**RECORDS PROVIDED:**
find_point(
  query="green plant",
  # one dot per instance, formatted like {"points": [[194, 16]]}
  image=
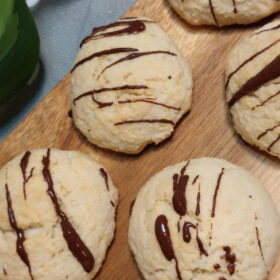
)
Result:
{"points": [[19, 47]]}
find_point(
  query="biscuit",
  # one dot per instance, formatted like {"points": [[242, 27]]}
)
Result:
{"points": [[253, 88], [129, 85], [205, 219], [57, 216], [224, 12]]}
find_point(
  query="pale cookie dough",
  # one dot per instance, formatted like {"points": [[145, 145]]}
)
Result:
{"points": [[253, 88], [129, 85], [224, 12], [57, 216], [204, 219]]}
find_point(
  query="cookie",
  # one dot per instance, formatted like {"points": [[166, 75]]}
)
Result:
{"points": [[204, 219], [224, 12], [253, 88], [57, 216], [129, 85]]}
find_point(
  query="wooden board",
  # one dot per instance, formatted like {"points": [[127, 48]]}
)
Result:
{"points": [[206, 131]]}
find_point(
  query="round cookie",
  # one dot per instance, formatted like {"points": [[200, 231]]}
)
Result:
{"points": [[129, 85], [224, 12], [57, 216], [253, 88], [205, 219]]}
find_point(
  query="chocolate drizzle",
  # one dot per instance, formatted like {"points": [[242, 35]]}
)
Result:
{"points": [[148, 101], [23, 166], [131, 27], [102, 104], [260, 244], [197, 211], [248, 60], [179, 188], [234, 6], [268, 130], [134, 56], [74, 242], [273, 143], [269, 73], [20, 233], [145, 121], [200, 244], [216, 266], [265, 101], [186, 231], [102, 53], [213, 12], [104, 174], [216, 193], [230, 259], [164, 240]]}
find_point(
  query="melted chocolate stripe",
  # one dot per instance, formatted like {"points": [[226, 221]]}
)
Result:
{"points": [[265, 101], [20, 233], [260, 244], [95, 91], [268, 130], [165, 242], [200, 244], [269, 73], [74, 242], [134, 56], [234, 5], [148, 101], [213, 12], [179, 200], [186, 231], [132, 27], [104, 174], [216, 193], [23, 166], [102, 53], [248, 60], [145, 121], [273, 143], [266, 30], [197, 211], [230, 259]]}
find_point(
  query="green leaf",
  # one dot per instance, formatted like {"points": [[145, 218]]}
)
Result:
{"points": [[18, 65], [10, 35], [6, 11]]}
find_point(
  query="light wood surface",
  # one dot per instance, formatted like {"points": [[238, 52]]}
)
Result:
{"points": [[206, 131]]}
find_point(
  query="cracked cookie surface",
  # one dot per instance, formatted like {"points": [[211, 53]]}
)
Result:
{"points": [[129, 85], [253, 88], [224, 12], [204, 219], [57, 216]]}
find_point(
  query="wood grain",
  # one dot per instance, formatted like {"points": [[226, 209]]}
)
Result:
{"points": [[206, 131]]}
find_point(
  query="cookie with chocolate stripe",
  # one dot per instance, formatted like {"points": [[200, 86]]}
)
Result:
{"points": [[253, 88], [204, 219], [129, 85], [224, 12], [57, 216]]}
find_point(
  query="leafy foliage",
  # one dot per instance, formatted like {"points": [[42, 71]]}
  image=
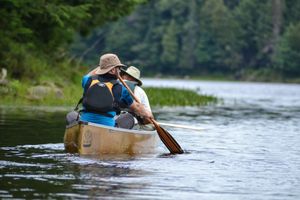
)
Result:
{"points": [[42, 30], [199, 37]]}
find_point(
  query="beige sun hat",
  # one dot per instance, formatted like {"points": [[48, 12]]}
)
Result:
{"points": [[107, 62], [134, 73]]}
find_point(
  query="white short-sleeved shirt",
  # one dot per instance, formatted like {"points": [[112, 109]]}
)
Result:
{"points": [[142, 96]]}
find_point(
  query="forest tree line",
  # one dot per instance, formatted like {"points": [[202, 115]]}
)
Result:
{"points": [[35, 35], [196, 37], [48, 38]]}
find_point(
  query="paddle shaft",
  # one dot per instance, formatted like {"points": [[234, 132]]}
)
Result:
{"points": [[164, 135]]}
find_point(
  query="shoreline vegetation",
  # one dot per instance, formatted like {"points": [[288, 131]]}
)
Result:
{"points": [[49, 93]]}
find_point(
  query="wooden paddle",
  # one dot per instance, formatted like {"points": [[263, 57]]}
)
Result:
{"points": [[164, 135]]}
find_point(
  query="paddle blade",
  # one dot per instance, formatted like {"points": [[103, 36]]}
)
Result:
{"points": [[168, 140]]}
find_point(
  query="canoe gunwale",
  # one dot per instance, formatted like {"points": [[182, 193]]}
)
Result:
{"points": [[111, 128]]}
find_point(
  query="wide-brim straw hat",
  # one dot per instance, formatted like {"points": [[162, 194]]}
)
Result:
{"points": [[134, 73], [108, 62]]}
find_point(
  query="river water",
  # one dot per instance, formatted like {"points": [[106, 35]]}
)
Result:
{"points": [[250, 149]]}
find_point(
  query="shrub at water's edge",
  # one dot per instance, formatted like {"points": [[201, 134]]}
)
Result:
{"points": [[52, 94], [177, 97]]}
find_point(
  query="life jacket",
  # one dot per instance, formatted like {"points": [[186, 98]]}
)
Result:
{"points": [[98, 97], [131, 85]]}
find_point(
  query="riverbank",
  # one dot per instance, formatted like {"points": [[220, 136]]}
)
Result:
{"points": [[53, 94]]}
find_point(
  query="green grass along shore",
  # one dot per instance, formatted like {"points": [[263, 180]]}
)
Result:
{"points": [[49, 94]]}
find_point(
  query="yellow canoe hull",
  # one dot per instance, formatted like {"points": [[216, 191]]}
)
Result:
{"points": [[95, 139]]}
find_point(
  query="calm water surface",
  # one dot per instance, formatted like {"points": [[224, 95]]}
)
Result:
{"points": [[249, 150]]}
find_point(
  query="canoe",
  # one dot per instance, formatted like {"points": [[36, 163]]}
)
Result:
{"points": [[88, 138]]}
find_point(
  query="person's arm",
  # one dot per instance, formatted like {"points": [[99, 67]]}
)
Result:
{"points": [[140, 110], [142, 96]]}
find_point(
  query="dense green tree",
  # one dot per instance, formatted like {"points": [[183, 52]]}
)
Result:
{"points": [[288, 56], [202, 36], [33, 31], [218, 36]]}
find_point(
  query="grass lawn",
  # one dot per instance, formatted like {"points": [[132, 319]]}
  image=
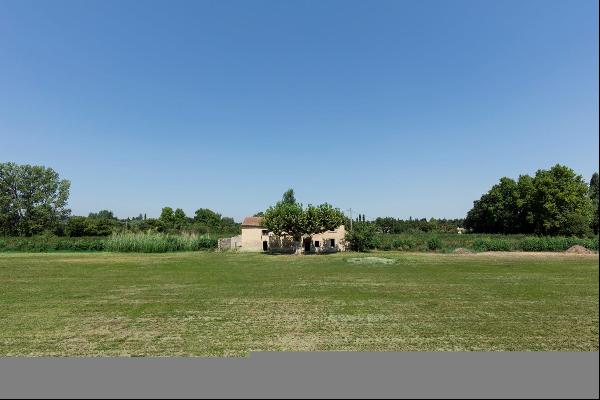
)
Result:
{"points": [[226, 304]]}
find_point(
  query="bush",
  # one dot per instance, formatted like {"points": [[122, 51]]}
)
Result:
{"points": [[361, 237], [491, 244], [44, 243], [158, 242], [434, 243]]}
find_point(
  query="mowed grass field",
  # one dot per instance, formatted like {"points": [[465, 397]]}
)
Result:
{"points": [[227, 304]]}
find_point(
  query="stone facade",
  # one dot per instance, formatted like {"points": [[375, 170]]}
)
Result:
{"points": [[256, 238]]}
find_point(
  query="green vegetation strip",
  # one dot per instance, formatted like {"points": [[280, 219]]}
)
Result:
{"points": [[228, 304], [420, 242]]}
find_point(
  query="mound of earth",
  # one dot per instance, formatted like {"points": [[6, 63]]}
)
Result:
{"points": [[577, 249], [461, 250], [370, 260]]}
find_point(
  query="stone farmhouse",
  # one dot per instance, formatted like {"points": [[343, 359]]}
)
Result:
{"points": [[255, 237]]}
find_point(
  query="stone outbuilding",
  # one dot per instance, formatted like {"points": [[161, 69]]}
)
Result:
{"points": [[255, 237]]}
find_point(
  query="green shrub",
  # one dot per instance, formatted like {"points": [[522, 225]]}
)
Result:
{"points": [[491, 244], [157, 242], [362, 237], [434, 243]]}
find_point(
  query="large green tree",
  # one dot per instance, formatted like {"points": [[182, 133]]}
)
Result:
{"points": [[33, 199], [553, 202], [291, 218], [594, 196], [561, 202]]}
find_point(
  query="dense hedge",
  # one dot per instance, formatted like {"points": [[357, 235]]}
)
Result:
{"points": [[480, 242], [160, 243], [143, 243], [51, 243]]}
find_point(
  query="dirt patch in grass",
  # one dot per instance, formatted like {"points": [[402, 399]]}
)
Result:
{"points": [[370, 260], [578, 250]]}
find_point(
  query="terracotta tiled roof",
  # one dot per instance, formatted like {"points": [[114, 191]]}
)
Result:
{"points": [[252, 221]]}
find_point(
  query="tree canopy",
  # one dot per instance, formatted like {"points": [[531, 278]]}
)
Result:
{"points": [[33, 199], [553, 202], [291, 218]]}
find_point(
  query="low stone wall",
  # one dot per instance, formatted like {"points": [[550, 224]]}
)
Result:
{"points": [[232, 243]]}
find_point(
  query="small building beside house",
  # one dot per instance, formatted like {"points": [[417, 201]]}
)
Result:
{"points": [[255, 237]]}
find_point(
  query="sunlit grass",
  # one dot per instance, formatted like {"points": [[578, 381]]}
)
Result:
{"points": [[229, 304]]}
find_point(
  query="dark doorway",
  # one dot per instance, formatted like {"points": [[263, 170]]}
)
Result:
{"points": [[306, 245]]}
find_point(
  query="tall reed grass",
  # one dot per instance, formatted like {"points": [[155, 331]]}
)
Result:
{"points": [[157, 242]]}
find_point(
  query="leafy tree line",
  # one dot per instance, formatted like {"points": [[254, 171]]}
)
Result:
{"points": [[33, 200], [552, 202], [104, 223], [396, 225]]}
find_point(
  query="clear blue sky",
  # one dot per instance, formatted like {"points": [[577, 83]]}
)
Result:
{"points": [[394, 108]]}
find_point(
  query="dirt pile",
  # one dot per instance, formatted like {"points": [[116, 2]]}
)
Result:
{"points": [[577, 249], [461, 250]]}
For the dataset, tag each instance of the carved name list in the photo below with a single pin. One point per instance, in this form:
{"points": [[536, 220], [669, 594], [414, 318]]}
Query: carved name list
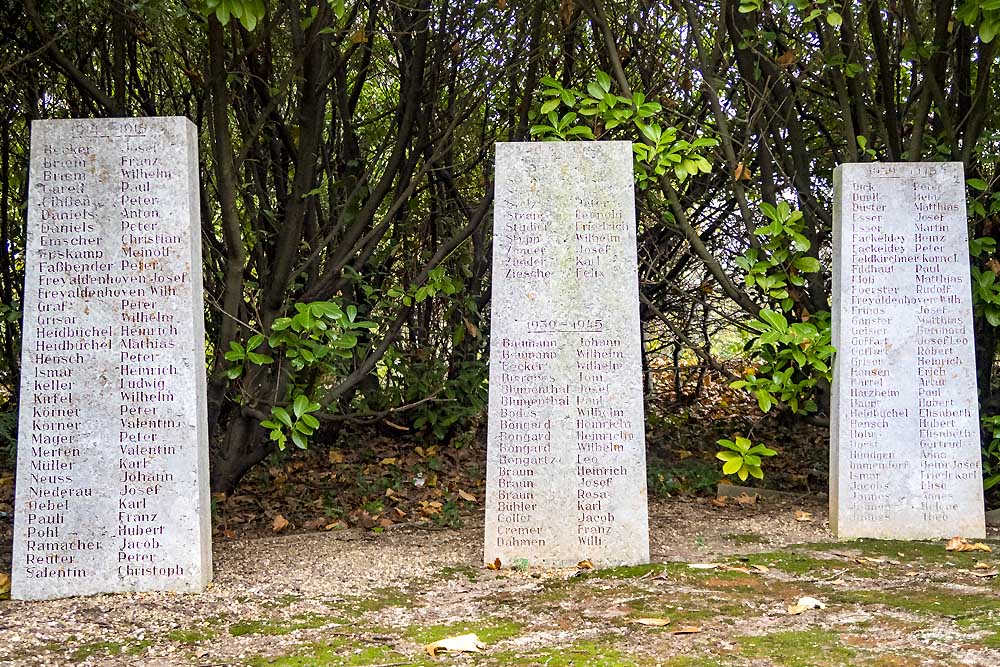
{"points": [[905, 458], [112, 454], [566, 472]]}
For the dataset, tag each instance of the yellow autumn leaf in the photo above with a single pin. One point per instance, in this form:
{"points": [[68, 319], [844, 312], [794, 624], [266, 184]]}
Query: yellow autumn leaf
{"points": [[961, 544], [459, 644], [805, 604]]}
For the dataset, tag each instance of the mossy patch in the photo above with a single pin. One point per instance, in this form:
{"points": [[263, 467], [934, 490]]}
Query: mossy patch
{"points": [[458, 572], [590, 653], [280, 626], [84, 651], [691, 661], [489, 631], [905, 551], [377, 600], [624, 572], [931, 600], [746, 539], [341, 653], [799, 648], [191, 635]]}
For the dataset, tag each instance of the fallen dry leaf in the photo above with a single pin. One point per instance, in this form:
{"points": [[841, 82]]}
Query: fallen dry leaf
{"points": [[985, 574], [805, 604], [459, 644], [961, 544], [314, 524]]}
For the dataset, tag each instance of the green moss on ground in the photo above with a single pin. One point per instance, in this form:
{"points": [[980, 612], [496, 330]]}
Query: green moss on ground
{"points": [[84, 651], [341, 653], [590, 653], [798, 648], [489, 631], [280, 626], [191, 635], [746, 539]]}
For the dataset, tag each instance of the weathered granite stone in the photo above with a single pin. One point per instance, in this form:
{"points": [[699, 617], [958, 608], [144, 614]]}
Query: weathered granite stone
{"points": [[566, 469], [112, 484], [904, 456]]}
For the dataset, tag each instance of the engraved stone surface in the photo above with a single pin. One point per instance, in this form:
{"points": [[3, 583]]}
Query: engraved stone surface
{"points": [[904, 455], [566, 467], [112, 477]]}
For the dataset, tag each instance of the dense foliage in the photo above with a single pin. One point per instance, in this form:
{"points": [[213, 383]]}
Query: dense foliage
{"points": [[346, 154]]}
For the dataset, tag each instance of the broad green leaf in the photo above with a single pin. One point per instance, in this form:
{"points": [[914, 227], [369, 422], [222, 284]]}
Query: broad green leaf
{"points": [[282, 415]]}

**TASK BRIEF:** Which lines of the material above hold the string "canoe"? Pull them out.

**RESULT BELOW:**
  query="canoe gunwale",
  query="yellow canoe hull",
  query="canoe",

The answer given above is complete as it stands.